# DOCUMENT SOURCE
┏━━

Conigliano (Vénétie) Envoyé spécial
Ce n’est plus qu’une question de jours : le 29 mars, au soir du deuxième jour du scrutin des élections régionales, le parti populiste et anti-immigrés de la Ligue du Nord présidera la région de Vénétie. Une première pour cette formation née il y a vingt-cinq ans sous les regards goguenards des politiques traditionnels et qui dirige aujourd’hui 350 communes et 14 provinces au nord du Pô.
Les sondages donnent à la liste de droite (Ligue du peuple de la liberté) conduite par le ministre de l’agriculture, Luca Zaia, entre 10 et 12 points d’avance sur son adversaire du centre-gauche. « Je suis dans la position d’une équipe de football qui gagne par 5-0. Mon problème c’est de ne pas faire de faute », explique le ministre dans la voiture qui le conduit ce jour-là de Conigliano, sa ville natale de la province de Trévise, à Padoue, où il doit participer à un débat. Puis il pique un somme.
La campagne ? M. Zaia n’y consacre au maximum que deux jours par semaine et jamais le dimanche : « La famille, c’est sacré », dit-il. Et ses chevaux, dont il prend soin. A quoi bon les meetings et les mains serrées. La Ligue, ici, tout le monde connaît. Elle s’est implantée méthodiquement, sur un mot d’ordre simple et efficace : le Nord d’abord et le rejet de tout ce qui viendrait menacer son identité.

┗━━

# TÂCHES À RÉALISER
**a.** D'après l'article sur la Ligue du Nord en Vénétie, combien de communes ce parti dirige-t-il aujourd'hui ?
**b.** Ces affirmations concordent-elles avec l'article sur la Ligue du Nord en Vénétie ? Pour chacune, répondez par oui ou non et citez les mots décisifs du texte.
(i) Luca Zaia est ministre de l'agriculture.
(ii) Luca Zaia fait campagne le dimanche.
(iii) La Ligue du Nord est née il y a cinquante ans.
**c.** Poursuivez l'article sur la Ligue du Nord en Vénétie à partir de sa dernière phrase.

# MATÉRIEL BRUT
┏━━

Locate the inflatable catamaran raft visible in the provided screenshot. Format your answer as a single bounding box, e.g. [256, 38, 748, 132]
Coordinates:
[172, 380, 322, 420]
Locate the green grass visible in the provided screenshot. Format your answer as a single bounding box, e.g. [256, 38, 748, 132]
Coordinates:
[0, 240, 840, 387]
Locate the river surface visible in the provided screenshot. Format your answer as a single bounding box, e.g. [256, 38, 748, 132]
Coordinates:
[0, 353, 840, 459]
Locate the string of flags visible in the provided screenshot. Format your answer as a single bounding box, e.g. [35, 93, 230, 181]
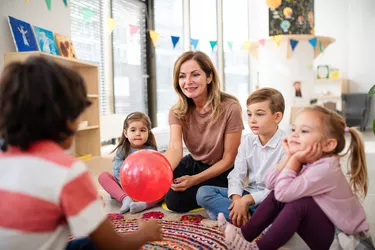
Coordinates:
[25, 0, 324, 57]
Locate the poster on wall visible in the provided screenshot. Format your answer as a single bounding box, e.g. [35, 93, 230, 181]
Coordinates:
[268, 0, 314, 36]
[34, 26, 59, 56]
[8, 16, 38, 52]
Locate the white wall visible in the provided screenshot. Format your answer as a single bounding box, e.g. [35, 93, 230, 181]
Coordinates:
[249, 0, 375, 127]
[0, 0, 70, 69]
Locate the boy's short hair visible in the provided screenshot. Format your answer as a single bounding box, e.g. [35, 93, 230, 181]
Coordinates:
[0, 57, 91, 150]
[246, 88, 285, 114]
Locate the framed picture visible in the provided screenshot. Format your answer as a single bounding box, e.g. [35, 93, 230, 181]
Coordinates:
[8, 16, 38, 52]
[266, 0, 315, 36]
[33, 26, 59, 55]
[55, 34, 76, 59]
[317, 65, 329, 79]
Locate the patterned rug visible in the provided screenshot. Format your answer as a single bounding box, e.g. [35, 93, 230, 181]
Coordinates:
[108, 212, 227, 250]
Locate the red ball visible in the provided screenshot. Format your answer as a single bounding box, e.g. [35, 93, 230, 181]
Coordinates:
[120, 149, 173, 202]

┗━━

# LISTE DES RÉPONSES
**a.** 350 communes.

**b.**
(i) Oui : « conduite par le ministre de l’agriculture, Luca Zaia ».
(ii) Non : « jamais le dimanche ».
(iii) Non : « née il y a vingt-cinq ans ».

**c.**
Des milliers de petits entrepreneurs fatigués de voir leurs impôts « dilapidés » pour venir en aide aux terrone (« les culs-terreux du Sud »), à leurs employés craignant que les immigrés ne viennent prendre leurs emplois, en passant par les agriculteurs et les viticulteurs en pétard contre les règlements tatillons de Bruxelles, jusqu’aux artisans inquiets de la concurrence de la Chine et des pays émergents, tous ont été séduits. D’élection en élection, la Ligue a d’abord laminé la gauche et finit par concurrencer - voire dépasser - son allié du Peuple de la liberté (PDL, droite). « Ici c’est Zaia Land », s’enthousiasme un supporteur du ministre.
Agé de 43 ans, le cheveu gominé, sanglé dans un costume noir très ajusté, M. Zaia représente la nouvelle génération légiste. Seule une discrète pochette verte (la couleur symbole du parti) dépassant légèrement de sa veste signale son appartenance. Les discours xénophobes qui constituent l’identité du parti, les immigrés qu’il faudrait « rejeter à la mer, les minarets » qui « dénaturent les beaux paysages de Vénétie », ou les insultes au cardinal de Milan, traité « d’imam » parce qu’il prêche l’accueil, il les laisse à d’autres. On ne le verra pas non plus siffler l’hymne national, ni promouvoir les « rondes citoyennes » ou soutenir les opérations consistant à dénoncer les clandestins. Du moins pas ouvertement.
Profitant de sa position de ministre de l’agriculture, il s’est promu en défenseur de « l’identité ». Plus politiquement correct qu’un brutal discours sur le rejet de l’autre dont se chargent les trois autres ministres de la Ligue au gouvernement, cette notion lui a permis de mener une campagne efficace pour la promotion des produits made in Vénétie. On ne compte plus les appellations contrôlées qu’il a accordées aux vins locaux ni les photos où il apparaît un verre (ou une salade de Trévise) à la main.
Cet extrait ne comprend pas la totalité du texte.